▶ [Task goal]: Write out the lines below word for word, starting with the line that contains "target | swan's white plumage" and going on through the line that contains "(1175, 111)", both included. Leave the pictures out.

+++ Data for this task +++

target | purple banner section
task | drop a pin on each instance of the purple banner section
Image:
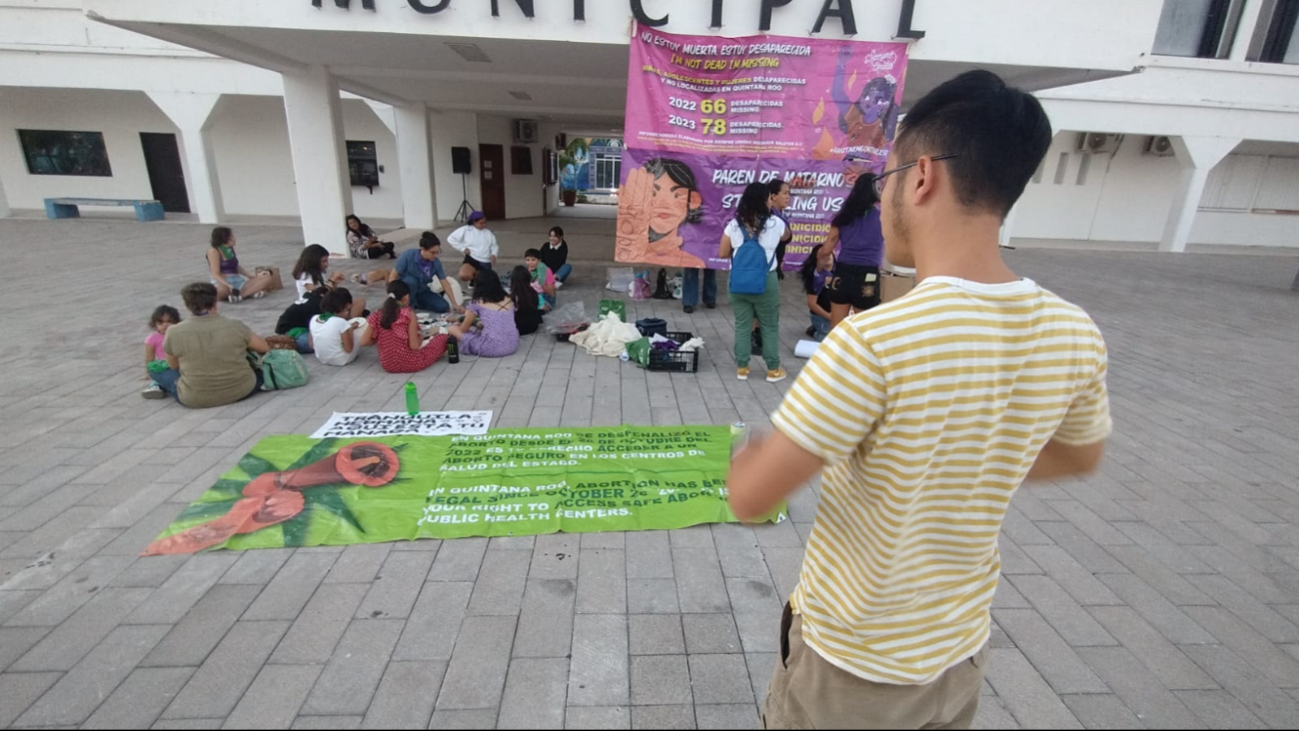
(707, 116)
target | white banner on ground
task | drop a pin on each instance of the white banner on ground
(392, 423)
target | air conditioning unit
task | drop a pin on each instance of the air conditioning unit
(1098, 143)
(525, 131)
(1159, 147)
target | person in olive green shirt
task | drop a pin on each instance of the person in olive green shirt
(207, 357)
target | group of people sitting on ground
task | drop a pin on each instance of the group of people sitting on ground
(839, 277)
(204, 361)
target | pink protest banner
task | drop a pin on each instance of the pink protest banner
(707, 116)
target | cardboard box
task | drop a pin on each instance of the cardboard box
(893, 284)
(276, 282)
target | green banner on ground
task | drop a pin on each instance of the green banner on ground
(292, 491)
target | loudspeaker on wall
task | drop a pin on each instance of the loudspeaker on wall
(460, 161)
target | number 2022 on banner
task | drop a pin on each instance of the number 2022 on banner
(711, 125)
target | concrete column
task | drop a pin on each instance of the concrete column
(1246, 31)
(191, 113)
(416, 159)
(385, 113)
(1197, 157)
(320, 160)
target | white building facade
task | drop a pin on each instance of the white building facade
(1177, 120)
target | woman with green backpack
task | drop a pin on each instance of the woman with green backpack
(750, 242)
(207, 355)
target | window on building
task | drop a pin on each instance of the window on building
(363, 164)
(53, 152)
(1280, 46)
(1200, 29)
(608, 169)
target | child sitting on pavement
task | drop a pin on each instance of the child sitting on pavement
(333, 334)
(155, 357)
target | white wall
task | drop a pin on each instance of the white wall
(118, 114)
(256, 169)
(1126, 198)
(522, 192)
(447, 130)
(360, 122)
(1098, 34)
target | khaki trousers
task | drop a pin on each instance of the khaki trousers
(808, 692)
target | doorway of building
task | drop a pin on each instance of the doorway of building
(491, 172)
(166, 174)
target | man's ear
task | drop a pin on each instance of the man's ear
(922, 179)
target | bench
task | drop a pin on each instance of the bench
(68, 207)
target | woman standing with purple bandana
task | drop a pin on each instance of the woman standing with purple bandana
(857, 234)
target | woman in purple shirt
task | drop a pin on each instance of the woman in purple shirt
(860, 242)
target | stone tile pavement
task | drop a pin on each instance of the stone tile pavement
(1161, 592)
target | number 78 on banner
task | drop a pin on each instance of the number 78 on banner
(713, 107)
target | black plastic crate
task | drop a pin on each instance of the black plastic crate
(674, 361)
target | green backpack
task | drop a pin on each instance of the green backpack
(283, 369)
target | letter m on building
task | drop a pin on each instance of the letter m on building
(346, 4)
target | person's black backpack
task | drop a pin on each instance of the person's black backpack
(661, 290)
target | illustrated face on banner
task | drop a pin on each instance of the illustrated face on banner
(657, 199)
(708, 116)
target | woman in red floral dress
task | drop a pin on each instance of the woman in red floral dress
(395, 330)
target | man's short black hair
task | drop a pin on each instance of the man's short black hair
(199, 297)
(999, 135)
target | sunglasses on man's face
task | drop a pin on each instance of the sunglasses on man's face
(880, 178)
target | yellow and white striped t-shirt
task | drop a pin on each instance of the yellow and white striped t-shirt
(929, 412)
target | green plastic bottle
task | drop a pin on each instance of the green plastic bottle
(412, 399)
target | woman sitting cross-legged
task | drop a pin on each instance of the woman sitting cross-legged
(494, 312)
(311, 275)
(207, 355)
(395, 330)
(230, 279)
(334, 335)
(555, 256)
(296, 318)
(528, 303)
(421, 266)
(364, 242)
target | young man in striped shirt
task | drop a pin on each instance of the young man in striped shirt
(924, 416)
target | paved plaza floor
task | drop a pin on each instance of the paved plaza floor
(1160, 592)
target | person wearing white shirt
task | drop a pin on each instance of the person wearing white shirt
(335, 338)
(754, 220)
(477, 243)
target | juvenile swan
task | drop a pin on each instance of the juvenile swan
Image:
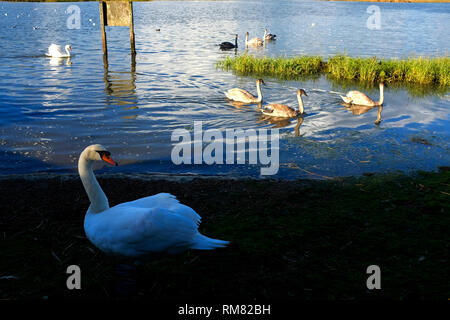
(242, 95)
(283, 111)
(359, 98)
(157, 223)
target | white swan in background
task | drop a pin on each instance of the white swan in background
(228, 45)
(269, 36)
(254, 41)
(157, 223)
(55, 51)
(359, 98)
(241, 95)
(283, 111)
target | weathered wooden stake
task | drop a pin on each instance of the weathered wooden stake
(133, 47)
(117, 13)
(103, 23)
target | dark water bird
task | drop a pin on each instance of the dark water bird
(283, 111)
(158, 223)
(269, 36)
(228, 45)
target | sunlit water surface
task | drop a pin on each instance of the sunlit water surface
(51, 109)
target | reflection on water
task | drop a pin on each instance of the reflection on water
(358, 110)
(279, 122)
(51, 109)
(120, 86)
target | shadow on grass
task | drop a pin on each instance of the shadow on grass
(289, 239)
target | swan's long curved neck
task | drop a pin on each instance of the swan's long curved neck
(258, 89)
(300, 104)
(380, 102)
(99, 201)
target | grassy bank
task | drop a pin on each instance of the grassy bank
(289, 239)
(419, 71)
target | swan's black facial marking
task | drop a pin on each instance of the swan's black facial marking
(103, 153)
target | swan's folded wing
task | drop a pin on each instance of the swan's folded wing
(137, 231)
(166, 201)
(239, 94)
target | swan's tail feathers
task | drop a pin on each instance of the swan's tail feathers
(201, 242)
(346, 99)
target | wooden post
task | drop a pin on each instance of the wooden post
(133, 47)
(103, 23)
(119, 14)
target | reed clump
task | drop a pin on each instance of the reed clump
(413, 70)
(281, 67)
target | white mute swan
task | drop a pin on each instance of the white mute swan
(228, 45)
(254, 41)
(359, 98)
(55, 51)
(241, 95)
(157, 223)
(269, 36)
(283, 111)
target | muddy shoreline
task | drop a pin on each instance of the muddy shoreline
(299, 239)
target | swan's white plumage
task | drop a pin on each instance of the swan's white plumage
(158, 223)
(55, 51)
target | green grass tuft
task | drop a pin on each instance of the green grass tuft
(415, 70)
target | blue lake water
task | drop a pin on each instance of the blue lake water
(51, 109)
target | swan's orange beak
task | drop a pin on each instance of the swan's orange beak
(109, 160)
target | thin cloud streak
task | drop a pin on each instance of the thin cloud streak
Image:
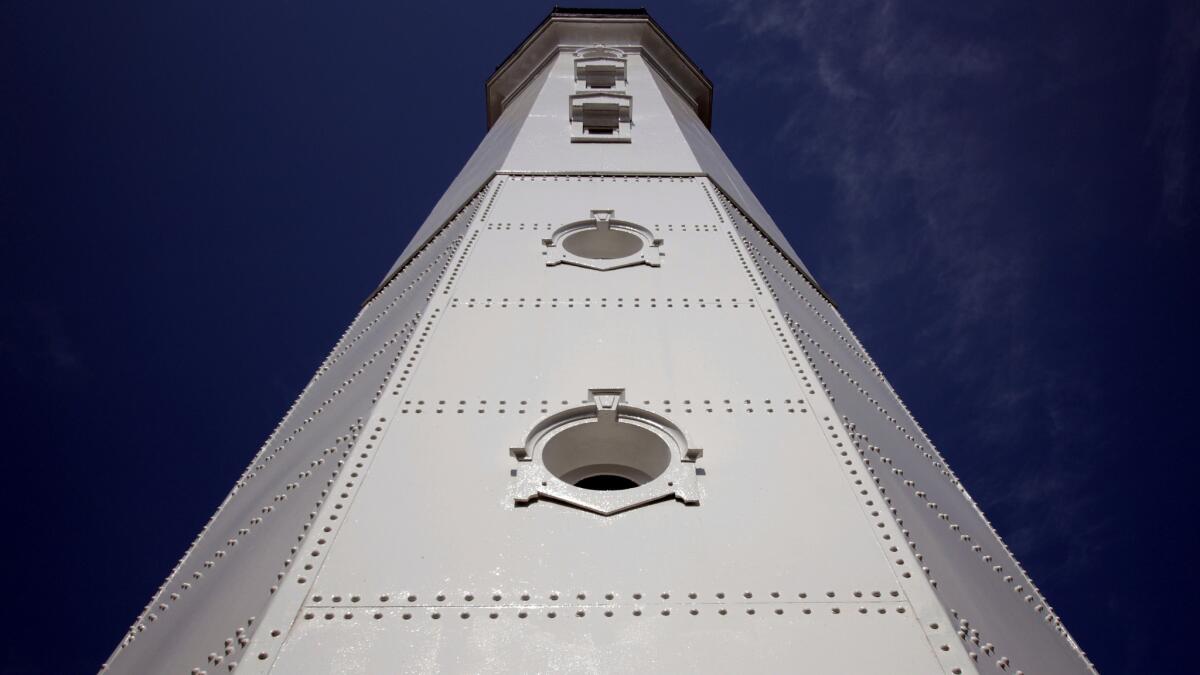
(887, 117)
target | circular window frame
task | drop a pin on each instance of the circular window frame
(535, 479)
(648, 254)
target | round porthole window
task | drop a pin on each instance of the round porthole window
(603, 243)
(606, 457)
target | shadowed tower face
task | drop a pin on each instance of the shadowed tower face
(599, 417)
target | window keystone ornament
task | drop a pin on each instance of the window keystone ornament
(605, 457)
(603, 243)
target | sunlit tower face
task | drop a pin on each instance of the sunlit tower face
(598, 417)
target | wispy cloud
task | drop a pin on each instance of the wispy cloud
(1175, 111)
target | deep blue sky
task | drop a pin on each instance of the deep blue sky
(1002, 197)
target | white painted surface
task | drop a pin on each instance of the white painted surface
(379, 530)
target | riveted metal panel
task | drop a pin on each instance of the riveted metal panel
(1002, 615)
(390, 524)
(583, 638)
(426, 519)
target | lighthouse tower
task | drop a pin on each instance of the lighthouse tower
(598, 417)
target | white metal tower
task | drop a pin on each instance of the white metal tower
(598, 417)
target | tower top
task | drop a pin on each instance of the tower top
(577, 28)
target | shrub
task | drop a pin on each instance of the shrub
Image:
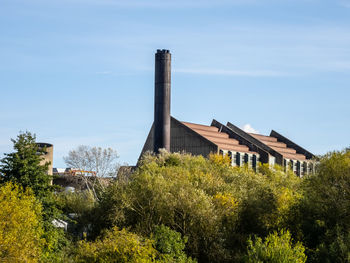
(277, 248)
(20, 225)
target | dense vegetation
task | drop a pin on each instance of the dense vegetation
(177, 208)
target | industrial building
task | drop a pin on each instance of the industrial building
(242, 147)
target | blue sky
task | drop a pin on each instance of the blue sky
(81, 71)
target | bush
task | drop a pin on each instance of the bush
(277, 248)
(20, 225)
(171, 245)
(116, 246)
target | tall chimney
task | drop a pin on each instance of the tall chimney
(162, 100)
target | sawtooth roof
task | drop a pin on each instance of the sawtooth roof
(280, 147)
(221, 139)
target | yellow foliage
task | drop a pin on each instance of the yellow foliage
(226, 201)
(20, 227)
(117, 246)
(220, 159)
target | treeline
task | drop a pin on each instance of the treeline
(177, 208)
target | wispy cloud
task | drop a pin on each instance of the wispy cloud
(163, 3)
(242, 73)
(103, 72)
(248, 128)
(345, 3)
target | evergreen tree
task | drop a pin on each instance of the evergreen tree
(23, 166)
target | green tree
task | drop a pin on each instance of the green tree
(171, 245)
(23, 167)
(216, 206)
(276, 248)
(20, 225)
(323, 215)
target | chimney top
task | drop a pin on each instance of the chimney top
(162, 51)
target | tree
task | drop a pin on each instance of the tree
(118, 246)
(216, 206)
(102, 161)
(276, 248)
(23, 166)
(20, 225)
(323, 215)
(171, 245)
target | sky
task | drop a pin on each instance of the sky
(81, 72)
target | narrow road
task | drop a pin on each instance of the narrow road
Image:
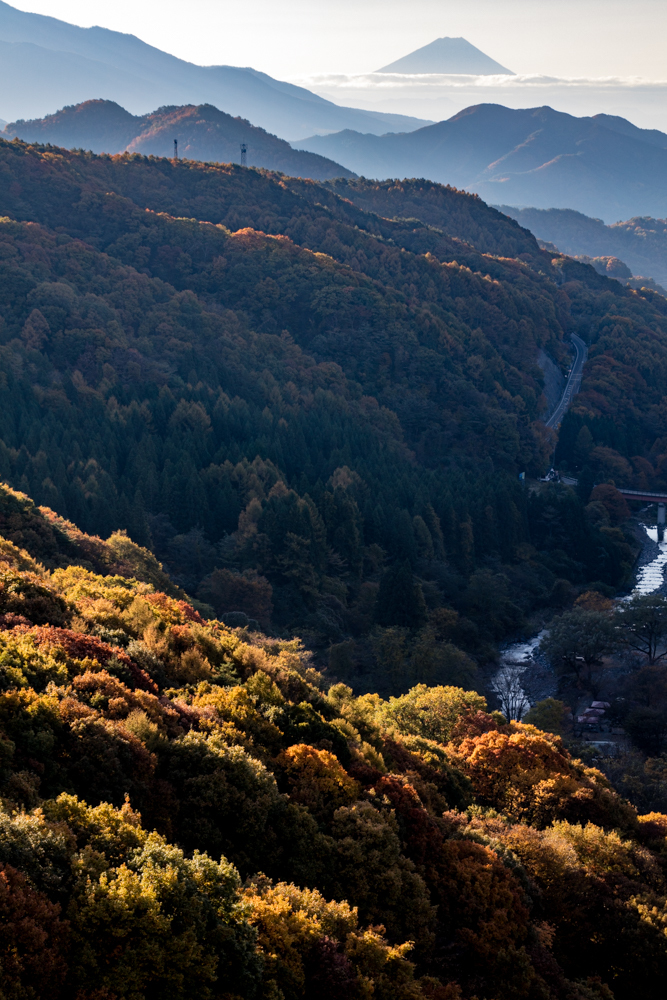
(573, 383)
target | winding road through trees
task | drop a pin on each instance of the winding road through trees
(573, 383)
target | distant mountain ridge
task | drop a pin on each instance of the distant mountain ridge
(202, 131)
(447, 55)
(640, 242)
(46, 63)
(603, 166)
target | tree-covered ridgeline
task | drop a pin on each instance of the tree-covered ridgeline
(192, 810)
(288, 396)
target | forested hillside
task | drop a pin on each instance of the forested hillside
(640, 242)
(202, 132)
(189, 810)
(314, 414)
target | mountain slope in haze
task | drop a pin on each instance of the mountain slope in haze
(640, 242)
(537, 156)
(203, 133)
(46, 64)
(211, 385)
(447, 55)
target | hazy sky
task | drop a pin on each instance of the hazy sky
(295, 38)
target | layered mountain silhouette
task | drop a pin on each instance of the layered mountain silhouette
(640, 242)
(447, 55)
(602, 166)
(202, 131)
(46, 63)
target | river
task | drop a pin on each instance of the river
(515, 660)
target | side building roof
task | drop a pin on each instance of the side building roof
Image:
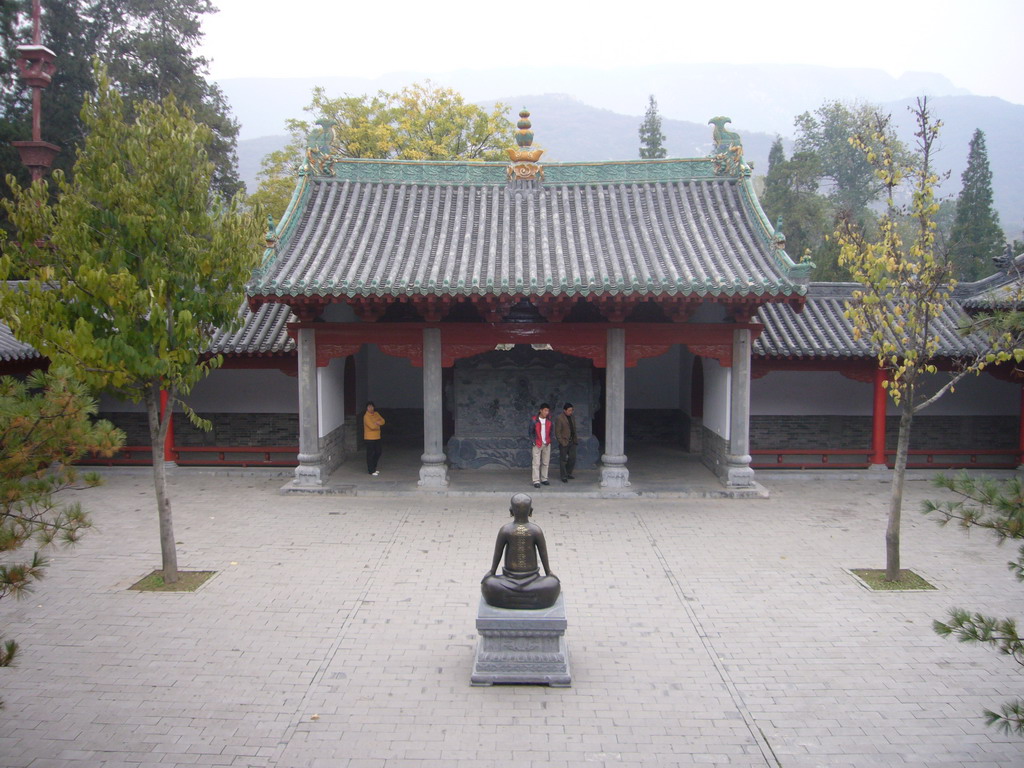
(821, 331)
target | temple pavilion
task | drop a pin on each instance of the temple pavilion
(534, 283)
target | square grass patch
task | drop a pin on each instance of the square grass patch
(188, 581)
(875, 579)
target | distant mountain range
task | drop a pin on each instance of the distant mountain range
(591, 115)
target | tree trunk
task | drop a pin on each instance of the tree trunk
(896, 494)
(158, 433)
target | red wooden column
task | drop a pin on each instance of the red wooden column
(169, 454)
(879, 420)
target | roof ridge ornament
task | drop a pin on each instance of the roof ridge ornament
(728, 153)
(523, 166)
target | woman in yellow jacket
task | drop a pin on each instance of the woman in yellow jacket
(372, 423)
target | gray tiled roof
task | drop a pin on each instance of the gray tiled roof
(262, 333)
(697, 236)
(821, 331)
(11, 349)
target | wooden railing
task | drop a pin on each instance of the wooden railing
(206, 456)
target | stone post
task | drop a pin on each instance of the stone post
(613, 471)
(738, 472)
(309, 471)
(433, 471)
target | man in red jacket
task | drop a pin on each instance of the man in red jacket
(541, 429)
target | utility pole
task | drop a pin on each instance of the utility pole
(37, 65)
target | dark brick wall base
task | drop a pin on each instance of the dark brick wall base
(228, 429)
(854, 432)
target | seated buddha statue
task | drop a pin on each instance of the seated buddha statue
(520, 585)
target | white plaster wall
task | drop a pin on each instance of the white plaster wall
(231, 391)
(717, 382)
(685, 379)
(979, 395)
(331, 395)
(829, 393)
(652, 384)
(392, 382)
(810, 393)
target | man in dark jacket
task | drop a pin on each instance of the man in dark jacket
(540, 442)
(567, 440)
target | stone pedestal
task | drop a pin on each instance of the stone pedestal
(521, 646)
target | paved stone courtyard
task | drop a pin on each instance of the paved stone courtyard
(339, 632)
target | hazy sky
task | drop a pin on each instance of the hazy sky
(977, 45)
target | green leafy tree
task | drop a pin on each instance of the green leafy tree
(998, 507)
(420, 122)
(846, 172)
(134, 266)
(45, 425)
(906, 289)
(976, 237)
(651, 138)
(150, 46)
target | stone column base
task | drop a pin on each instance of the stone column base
(613, 472)
(521, 646)
(310, 473)
(738, 473)
(433, 473)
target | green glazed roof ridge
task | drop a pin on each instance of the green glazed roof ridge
(476, 172)
(284, 229)
(792, 269)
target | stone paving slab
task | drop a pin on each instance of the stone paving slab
(339, 631)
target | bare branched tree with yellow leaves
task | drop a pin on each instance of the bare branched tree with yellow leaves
(906, 289)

+++

▶ [Expected answer]:
target | swan's white plumage
task | drop a pin on each instance of the swan's white plumage
(158, 223)
(55, 51)
target | green grass tuft
task | drop a pin on each instance of the green grass tuft
(415, 70)
target | blue lake water
task | drop a pin on each instance of the blue lake water
(51, 109)
target | swan's orange beak
task | drop a pin on each instance of the swan's orange beak
(109, 160)
target | thin cloud streak
task | drop a pin on each instance of the thin cloud streak
Image:
(887, 117)
target | circular window frame
task | drop a pin on each instance of the circular window frame
(535, 479)
(648, 254)
target | round porthole window
task | drop a pin on each instance of the round porthole window
(603, 243)
(606, 457)
target | shadowed tower face
task | drop a pin on each instance of the shadowed tower face
(599, 417)
target | window keystone ornament
task | drop a pin on each instance of the window keystone ornament
(605, 457)
(603, 243)
target | sunlit tower face
task | drop a pin on each instance of the sunlit tower face
(598, 417)
target | wispy cloud
task | drop a pin on each instance of the wispy cloud
(1175, 111)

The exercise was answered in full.